Data listing >>

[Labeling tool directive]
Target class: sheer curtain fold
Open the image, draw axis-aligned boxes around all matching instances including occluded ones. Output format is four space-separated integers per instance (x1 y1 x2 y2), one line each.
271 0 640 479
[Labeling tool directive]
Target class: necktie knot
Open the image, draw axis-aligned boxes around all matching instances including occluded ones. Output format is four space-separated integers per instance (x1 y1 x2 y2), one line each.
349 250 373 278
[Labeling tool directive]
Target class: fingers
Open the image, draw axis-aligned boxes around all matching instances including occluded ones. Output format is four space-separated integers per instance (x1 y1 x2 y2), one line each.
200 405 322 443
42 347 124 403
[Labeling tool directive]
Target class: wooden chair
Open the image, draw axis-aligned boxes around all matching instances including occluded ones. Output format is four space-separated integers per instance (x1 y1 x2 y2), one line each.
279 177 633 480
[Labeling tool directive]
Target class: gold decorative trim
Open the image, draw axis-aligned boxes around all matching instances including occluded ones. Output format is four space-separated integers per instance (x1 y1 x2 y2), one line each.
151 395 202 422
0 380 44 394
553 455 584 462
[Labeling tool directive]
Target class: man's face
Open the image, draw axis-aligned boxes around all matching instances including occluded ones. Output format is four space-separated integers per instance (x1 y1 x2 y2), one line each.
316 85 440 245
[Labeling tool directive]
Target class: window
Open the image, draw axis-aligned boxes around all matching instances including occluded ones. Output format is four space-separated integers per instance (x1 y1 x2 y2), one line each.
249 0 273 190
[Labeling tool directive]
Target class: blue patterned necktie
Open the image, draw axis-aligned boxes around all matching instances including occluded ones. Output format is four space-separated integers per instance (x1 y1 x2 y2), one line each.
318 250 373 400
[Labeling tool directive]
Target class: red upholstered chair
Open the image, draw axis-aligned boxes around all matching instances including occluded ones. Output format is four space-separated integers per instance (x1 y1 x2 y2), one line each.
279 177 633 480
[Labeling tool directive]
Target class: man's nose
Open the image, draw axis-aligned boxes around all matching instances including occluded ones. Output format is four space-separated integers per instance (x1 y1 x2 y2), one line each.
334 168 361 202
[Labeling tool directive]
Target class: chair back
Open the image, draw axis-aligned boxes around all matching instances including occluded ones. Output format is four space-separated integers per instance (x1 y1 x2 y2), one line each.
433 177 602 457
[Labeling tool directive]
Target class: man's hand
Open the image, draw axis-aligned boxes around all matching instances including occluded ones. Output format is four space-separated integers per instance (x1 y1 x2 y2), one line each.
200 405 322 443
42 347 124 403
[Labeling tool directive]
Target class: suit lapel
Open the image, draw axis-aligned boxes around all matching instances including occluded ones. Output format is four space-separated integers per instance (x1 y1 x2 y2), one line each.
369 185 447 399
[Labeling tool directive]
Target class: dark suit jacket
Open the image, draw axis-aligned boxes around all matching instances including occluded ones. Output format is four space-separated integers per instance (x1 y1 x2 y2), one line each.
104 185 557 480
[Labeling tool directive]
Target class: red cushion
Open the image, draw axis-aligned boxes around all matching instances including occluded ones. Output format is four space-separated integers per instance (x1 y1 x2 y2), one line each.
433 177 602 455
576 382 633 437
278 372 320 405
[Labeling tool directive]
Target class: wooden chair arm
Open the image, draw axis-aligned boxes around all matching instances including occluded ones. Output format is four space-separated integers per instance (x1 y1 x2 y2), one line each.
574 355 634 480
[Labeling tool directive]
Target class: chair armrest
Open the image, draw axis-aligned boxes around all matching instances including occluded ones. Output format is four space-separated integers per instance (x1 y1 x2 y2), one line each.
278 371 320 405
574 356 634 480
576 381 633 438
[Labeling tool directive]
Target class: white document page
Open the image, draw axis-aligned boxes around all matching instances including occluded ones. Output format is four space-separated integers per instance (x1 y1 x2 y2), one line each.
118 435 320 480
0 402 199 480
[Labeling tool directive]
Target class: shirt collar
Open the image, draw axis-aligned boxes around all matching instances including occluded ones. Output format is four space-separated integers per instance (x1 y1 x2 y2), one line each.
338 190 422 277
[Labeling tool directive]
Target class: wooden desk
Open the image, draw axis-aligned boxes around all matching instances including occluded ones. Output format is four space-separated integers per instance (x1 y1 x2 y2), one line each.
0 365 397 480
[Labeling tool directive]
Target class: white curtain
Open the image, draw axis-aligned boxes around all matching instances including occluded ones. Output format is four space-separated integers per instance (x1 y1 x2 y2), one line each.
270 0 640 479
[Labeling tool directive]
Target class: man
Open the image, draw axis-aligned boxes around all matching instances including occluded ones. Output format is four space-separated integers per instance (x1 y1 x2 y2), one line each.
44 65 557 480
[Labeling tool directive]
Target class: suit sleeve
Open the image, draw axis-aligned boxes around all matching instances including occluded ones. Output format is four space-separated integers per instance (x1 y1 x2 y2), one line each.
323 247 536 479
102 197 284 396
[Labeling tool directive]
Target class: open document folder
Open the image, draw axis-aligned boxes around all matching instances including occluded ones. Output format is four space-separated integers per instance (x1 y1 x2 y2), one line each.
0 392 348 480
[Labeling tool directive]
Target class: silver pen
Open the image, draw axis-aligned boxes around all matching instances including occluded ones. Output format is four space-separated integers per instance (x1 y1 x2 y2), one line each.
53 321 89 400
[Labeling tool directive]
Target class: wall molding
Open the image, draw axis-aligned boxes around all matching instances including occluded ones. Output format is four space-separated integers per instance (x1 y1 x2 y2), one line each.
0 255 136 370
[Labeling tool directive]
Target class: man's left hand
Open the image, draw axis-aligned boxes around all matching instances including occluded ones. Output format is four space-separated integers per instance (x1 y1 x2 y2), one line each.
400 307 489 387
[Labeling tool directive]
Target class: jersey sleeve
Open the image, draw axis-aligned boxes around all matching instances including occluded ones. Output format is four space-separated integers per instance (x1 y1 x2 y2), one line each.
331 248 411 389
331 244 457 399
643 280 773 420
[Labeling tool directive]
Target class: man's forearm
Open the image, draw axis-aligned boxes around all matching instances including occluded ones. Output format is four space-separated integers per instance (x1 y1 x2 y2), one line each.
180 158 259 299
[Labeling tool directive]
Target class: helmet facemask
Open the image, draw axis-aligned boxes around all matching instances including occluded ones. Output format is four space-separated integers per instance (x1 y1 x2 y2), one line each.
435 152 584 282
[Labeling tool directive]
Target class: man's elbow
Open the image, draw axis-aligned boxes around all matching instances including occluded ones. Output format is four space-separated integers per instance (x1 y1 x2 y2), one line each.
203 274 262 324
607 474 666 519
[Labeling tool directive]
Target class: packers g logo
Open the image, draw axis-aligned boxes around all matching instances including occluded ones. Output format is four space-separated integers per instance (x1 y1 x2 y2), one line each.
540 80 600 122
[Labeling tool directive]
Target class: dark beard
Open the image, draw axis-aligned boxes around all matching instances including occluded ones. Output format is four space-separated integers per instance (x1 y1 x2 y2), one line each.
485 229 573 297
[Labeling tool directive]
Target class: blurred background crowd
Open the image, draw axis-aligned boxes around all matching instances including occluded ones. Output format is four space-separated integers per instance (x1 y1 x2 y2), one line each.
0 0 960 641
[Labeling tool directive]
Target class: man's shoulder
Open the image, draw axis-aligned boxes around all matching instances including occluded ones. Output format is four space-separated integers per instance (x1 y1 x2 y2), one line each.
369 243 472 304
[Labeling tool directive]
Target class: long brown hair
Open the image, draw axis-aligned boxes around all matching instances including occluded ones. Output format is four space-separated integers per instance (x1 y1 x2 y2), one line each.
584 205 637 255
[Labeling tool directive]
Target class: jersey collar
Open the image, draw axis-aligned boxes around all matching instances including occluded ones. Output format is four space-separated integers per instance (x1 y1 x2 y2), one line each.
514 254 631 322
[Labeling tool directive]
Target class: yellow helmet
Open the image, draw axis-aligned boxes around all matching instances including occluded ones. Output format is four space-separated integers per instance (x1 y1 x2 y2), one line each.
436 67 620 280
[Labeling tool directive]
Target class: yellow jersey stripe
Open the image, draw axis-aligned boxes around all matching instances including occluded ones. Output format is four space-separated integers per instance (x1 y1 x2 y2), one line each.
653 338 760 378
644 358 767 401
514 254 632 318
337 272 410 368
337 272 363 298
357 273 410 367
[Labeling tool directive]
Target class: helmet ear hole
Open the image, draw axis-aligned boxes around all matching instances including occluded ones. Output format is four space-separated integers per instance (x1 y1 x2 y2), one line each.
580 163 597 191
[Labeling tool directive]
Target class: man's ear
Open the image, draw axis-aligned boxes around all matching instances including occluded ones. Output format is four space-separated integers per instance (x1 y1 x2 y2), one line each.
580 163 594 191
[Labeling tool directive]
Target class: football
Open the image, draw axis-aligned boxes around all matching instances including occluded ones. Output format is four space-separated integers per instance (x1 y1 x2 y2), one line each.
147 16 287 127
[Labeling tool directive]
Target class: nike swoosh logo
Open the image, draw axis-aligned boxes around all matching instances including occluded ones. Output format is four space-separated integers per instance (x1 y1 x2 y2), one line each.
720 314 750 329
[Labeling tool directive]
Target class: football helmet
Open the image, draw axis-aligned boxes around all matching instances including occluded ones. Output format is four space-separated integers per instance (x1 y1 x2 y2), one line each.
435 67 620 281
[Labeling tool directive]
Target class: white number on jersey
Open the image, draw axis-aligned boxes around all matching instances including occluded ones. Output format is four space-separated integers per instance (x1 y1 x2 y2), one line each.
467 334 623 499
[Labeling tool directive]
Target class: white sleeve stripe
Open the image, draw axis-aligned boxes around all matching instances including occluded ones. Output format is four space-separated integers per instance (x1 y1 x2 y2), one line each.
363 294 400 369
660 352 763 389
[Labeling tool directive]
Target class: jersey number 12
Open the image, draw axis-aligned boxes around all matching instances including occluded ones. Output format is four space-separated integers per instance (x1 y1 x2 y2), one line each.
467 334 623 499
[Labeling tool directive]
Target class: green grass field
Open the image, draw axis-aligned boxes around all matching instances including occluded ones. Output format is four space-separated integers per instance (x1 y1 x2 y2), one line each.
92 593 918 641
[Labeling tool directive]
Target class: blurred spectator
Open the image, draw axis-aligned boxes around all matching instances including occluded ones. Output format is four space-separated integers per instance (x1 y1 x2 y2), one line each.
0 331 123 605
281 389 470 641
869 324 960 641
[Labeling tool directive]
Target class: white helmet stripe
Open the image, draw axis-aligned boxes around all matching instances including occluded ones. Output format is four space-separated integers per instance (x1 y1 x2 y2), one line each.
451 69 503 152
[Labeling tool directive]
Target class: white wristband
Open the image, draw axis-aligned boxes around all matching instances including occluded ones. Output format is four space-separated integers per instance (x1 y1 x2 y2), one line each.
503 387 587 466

What you are asked to do >>
Pick out each line above that contains the word "dark", and copy those lines unchanged.

Exercise response >>
Target class: dark suit jacket
Target class: dark beard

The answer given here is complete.